Durante il presidio davanti al
municipio dove era in corso il consiglio comunale, decine di poliziotti
e carabinieri in borghese ci hanno perentoriamente intimato di
allontanare dalla piazza gli indocumentati, pena il loro arresto.
Volontà non solo verbale ma anche reale quando durante momenti di
tensione alcuni agenti si sono scagliati contro un paio di partecipanti
per arrestarli perché clandestini. Nonostante questo abbiamo deciso di
rimanere compatti e non accettare l’ordine di allontanarci.
Riteniamo inaccettabile la chiara provocazione della questura di
concedere l’autorizzazione ad un presidio e poi durante il suo
svolgimento decidere chi ne deve prendere parte.

La nostra
associazione come tutti sanno lavora con migranti senza distinzione tra
regolari e non, è presente nel territorio reggiano collaborando con
sportelli di orientamento per migranti e gestisce direttamente una
scuola d’italiano.

Chi ha chiesto l’intervento massiccio delle forze dell’ordine? A chi fanno paura i migranti che si auto organizzano?

§ Compito 1:
Trascrivi fedelmente una parte del testo sul presidio davanti al municipio: comincia dalle parole "Durante il presidio" e fermati dopo "deve prendere parte.".

§ Dati dell'esercizio:
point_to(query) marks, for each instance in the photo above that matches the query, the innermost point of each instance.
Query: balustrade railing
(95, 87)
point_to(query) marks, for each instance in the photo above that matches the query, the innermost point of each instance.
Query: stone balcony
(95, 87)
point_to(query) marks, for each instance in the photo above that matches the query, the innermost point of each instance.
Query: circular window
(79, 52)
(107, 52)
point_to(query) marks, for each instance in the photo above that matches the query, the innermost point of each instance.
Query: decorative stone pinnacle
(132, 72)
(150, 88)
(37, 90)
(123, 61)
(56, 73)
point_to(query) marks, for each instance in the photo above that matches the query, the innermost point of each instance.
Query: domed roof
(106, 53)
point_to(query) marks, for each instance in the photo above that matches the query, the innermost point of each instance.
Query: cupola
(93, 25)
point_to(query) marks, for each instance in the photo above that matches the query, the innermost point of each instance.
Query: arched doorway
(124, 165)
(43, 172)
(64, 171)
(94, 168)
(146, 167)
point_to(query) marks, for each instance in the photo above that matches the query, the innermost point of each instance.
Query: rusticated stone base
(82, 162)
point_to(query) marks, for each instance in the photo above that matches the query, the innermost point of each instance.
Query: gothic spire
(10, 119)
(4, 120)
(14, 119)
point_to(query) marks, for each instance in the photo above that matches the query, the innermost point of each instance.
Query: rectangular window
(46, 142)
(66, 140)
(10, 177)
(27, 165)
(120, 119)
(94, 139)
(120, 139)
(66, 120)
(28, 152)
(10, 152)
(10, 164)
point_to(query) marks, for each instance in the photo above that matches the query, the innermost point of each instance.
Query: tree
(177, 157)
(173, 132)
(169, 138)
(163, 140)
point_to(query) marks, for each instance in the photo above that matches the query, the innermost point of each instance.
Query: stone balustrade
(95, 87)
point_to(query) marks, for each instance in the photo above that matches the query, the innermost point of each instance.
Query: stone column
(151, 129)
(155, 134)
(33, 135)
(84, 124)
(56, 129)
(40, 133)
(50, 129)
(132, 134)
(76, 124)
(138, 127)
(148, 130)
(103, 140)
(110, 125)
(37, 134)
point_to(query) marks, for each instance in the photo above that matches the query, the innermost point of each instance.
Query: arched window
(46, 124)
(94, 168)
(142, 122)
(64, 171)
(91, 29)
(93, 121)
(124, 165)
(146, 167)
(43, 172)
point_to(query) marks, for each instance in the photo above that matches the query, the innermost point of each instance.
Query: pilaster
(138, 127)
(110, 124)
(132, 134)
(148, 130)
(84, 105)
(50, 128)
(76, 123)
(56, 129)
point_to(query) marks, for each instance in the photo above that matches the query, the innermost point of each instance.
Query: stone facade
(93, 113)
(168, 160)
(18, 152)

§ Compito 2:
In quante righe dei record compare la stringa "arched", distinguendo tra maiuscole e minuscole? Scrivi solo il numero.

§ Risposta finale 1:
Durante il presidio davanti al
municipio dove era in corso il consiglio comunale, decine di poliziotti
e carabinieri in borghese ci hanno perentoriamente intimato di
allontanare dalla piazza gli indocumentati, pena il loro arresto.
Volontà non solo verbale ma anche reale quando durante momenti di
tensione alcuni agenti si sono scagliati contro un paio di partecipanti
per arrestarli perché clandestini. Nonostante questo abbiamo deciso di
rimanere compatti e non accettare l’ordine di allontanarci.
Riteniamo inaccettabile la chiara provocazione della questura di
concedere l’autorizzazione ad un presidio e poi durante il suo
svolgimento decidere chi ne deve prendere parte.

§ Risposta finale 2:
2